Zu bearbeiten =
1. Welche benachbarten Staaten will der Textauszug über die geografische Eingrenzung so weit wie möglich einbeziehen?
2. Prüfe für jede Aussage, ob sie mit dem Textauszug über die geografische Eingrenzung übereinstimmt: (a) Der Islam spielt im Überblick nur eine Nebenrolle. (b) In der Neuzeit wird der Raum vor allem auf Deutschland begrenzt. (c) In den Nachbarstaaten lassen sich ähnliche Prozesse beobachten.
3. Führe den Textauszug über die geografische Eingrenzung nach seinem letzten Satz weiter.

Textauszug =
---

Was die geographische Eingrenzung betrifft, verbot die Schwerpunktsetzung in der Antike und auch die Einbeziehung des klassischen Islam jede Begrenzung des Themas auf Europa oder gar nur auf Deutschland. Der Islam ist aus zwei Gründen ein integraler Bestandteil meines Überblicks: Einmal ist er in seinen Anfängen ohnehin in der Welt der christlichen und jüdischen Spätantike verwurzelt, und zum anderen spielt er in der gegenwärtigen Diskussion des Antisemitismus eine so herausragende Rolle, dass er gerade auch in seiner klassischen Form keinesfalls übergangen werden kann. Ich beginne also mit einem geographisch sehr weit gefassten Raum, begrenze diesen aber zunehmend auf Europa und dann, vor allem in der Neuzeit, auf Deutschland im Sinne der Staaten des Deutschen Bundes, des Kaiserreichs, der Weimarer Republik und schließlich des NS-Staates. Dabei versuche ich aber, die benachbarten Staaten (Frankreich, Österreich-Ungarn, Polen, Russland) so weit wie möglich einzubeziehen, zumal dort ähnliche Prozesse, aber mit unterschiedlichen Akzentuierungen, zu beobachten sind. Die extremste Manifestation des Antisemitismus, der industriell organisierte Massenmord als Staatsdoktrin, findet sich nur in Deutschland.

---

Annotationsdaten zu Bildbegrenzungen
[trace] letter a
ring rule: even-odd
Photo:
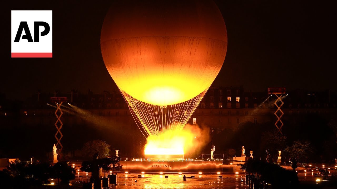
[[[22,22],[20,23],[19,28],[18,29],[18,32],[17,33],[16,36],[15,36],[15,39],[14,39],[14,42],[19,42],[20,41],[21,35],[22,34],[22,31],[24,30],[25,30],[26,34],[22,35],[22,39],[26,39],[28,40],[28,42],[33,42],[32,35],[30,34],[30,31],[29,31],[29,28],[28,27],[27,22]]]

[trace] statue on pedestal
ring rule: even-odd
[[[55,146],[55,144],[54,144],[54,146],[53,147],[53,153],[56,154],[57,154],[57,153],[56,152],[56,150],[57,150],[57,148],[56,148],[56,146]]]
[[[211,149],[211,159],[214,159],[214,151],[215,151],[215,147],[212,145],[213,147]]]
[[[245,150],[246,150],[245,149],[245,147],[243,146],[241,147],[242,148],[241,149],[241,151],[242,152],[242,153],[241,154],[241,157],[246,157],[246,155],[245,154]]]

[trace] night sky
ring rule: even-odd
[[[245,91],[255,92],[272,87],[337,89],[335,3],[215,1],[226,24],[228,46],[214,86],[243,85]],[[0,93],[7,98],[24,100],[38,90],[102,93],[115,87],[100,46],[112,0],[57,1],[11,1],[0,8]],[[10,58],[11,10],[53,10],[53,58]]]

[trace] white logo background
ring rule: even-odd
[[[52,10],[12,10],[11,26],[12,52],[53,52],[53,11]],[[49,25],[50,31],[47,35],[41,36],[41,32],[44,27],[39,27],[39,42],[28,42],[22,39],[25,33],[24,30],[19,42],[14,42],[19,25],[21,22],[27,22],[33,41],[34,39],[34,22],[44,22]]]

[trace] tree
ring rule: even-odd
[[[58,187],[60,179],[68,186],[69,181],[75,179],[74,169],[66,162],[59,161],[53,166],[52,176],[57,179]]]
[[[262,133],[261,142],[267,149],[280,150],[284,147],[286,139],[286,137],[275,129]]]
[[[47,188],[47,184],[49,184],[48,180],[51,177],[52,171],[51,165],[48,163],[41,163],[31,164],[29,166],[30,167],[33,178],[37,181],[43,182]]]
[[[100,166],[104,170],[104,178],[105,178],[105,171],[108,171],[111,168],[110,165],[112,162],[112,159],[109,157],[106,157],[99,160]]]
[[[312,150],[310,146],[310,143],[308,141],[294,141],[290,146],[287,146],[284,151],[287,154],[298,160],[306,158]]]
[[[93,140],[84,144],[82,151],[88,159],[91,159],[97,152],[98,153],[98,158],[102,158],[109,156],[110,148],[110,145],[105,141]]]

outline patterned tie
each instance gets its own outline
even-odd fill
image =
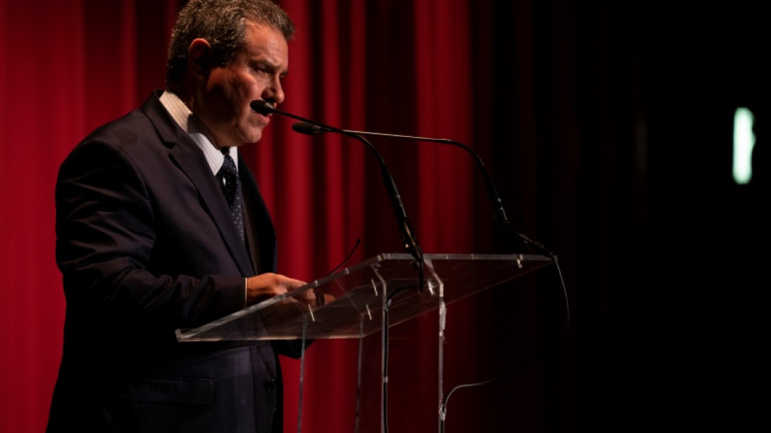
[[[233,216],[233,223],[238,230],[241,240],[244,240],[244,214],[241,211],[241,180],[238,179],[238,171],[236,170],[236,164],[233,162],[233,158],[230,155],[229,148],[224,149],[222,153],[225,156],[225,160],[222,163],[222,167],[217,173],[217,177],[222,182],[222,192],[225,194],[225,200],[231,206],[231,213]]]

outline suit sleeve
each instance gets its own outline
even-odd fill
[[[153,266],[162,259],[154,257],[158,208],[140,173],[118,146],[99,141],[80,145],[62,164],[56,260],[68,308],[169,328],[243,308],[244,278],[237,273],[163,274]]]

---

Antworten =
1. Frankreich, Österreich-Ungarn, Polen und Russland.

2.
(a) Nein: „ein integraler Bestandteil meines Überblicks“
(b) Ja: „vor allem in der Neuzeit, auf Deutschland“
(c) Ja: „dort ähnliche Prozesse, aber mit unterschiedlichen Akzentuierungen, zu beobachten sind“

3.
Das Buch ist als Sachbuch für ein breiteres Publikum konzipiert und erhebt nicht den Anspruch, ein neuer und eigenständiger Forschungsbeitrag zu sein; meine eigene Forschung zum Thema konzentriert sich auf die Antike/Spätantike und das Mittelalter. Es ging mir ausschließlich darum, eine pointierte – und das bedeutet auch: meine – Sicht des Antisemitismus in seiner geschichtlichen Entfaltung vorzulegen. Die Notwendigkeit und Aktualität eines solchen Buches bedarf in der gegenwärtigen Situation – ich schreibe dies am 75. Jahrestag der Befreiung von Auschwitz – keiner besonderen Begründung. Eine Auseinandersetzung mit der inzwischen uferlosen Sekundärliteratur findet grundsätzlich nicht statt; Kenner der Literatur werden aber in Einzelfällen bemerken, dass ich mich für oder gegen eine bestimmte Position in der Forschung äußere. Die Anmerkungen beschränken sich daher im Wesentlichen auf Quellennachweise; im Literaturverzeichnis wird darüber hinaus ausgewählte Sekundärliteratur aufgeführt, die das Weiterstudium erleichtern kann. Diese Auswahl ist ausdrücklich subjektiv und verfolgt nicht das Ziel, repräsentativ oder gar umfassend zu sein. Ich hebe aber gerne einige Forschungsbeiträge und Autoren hervor (genaue Angaben im Literaturverzeichnis), auf die ich mich besonders gestützt habe: David Nirenbergs umfassende Zusammenschau in seinem Opus magnum Anti-Judaismus. Eine andere Geschichte des westlichen Denkens, vor allem in den Kapiteln über das Neue Testament, die Alte Kirche und das Mittelalter; Glen Bowersock für die historische Einordnung des Islam; Angelika Neuwirth für den Koran; Mark Cohen für den Vergleich des Antisemitismus im Islam und im Christentum; Thomas Kaufmann für Luthers Antisemitismus; Hermann Greive für den modernen Antisemitismus in Deutschland; Friedrich Battenberg als unerschöpfliche Quelle für die Geschichte der Juden Europas im Mittelalter und in der Neuzeit; und Stefanie Schüler-Springorum, die mir die Einsichtnahme in mehrere ihrer noch unveröffentlichten Arbeiten zum modernen Antisemitismus ermöglicht hat.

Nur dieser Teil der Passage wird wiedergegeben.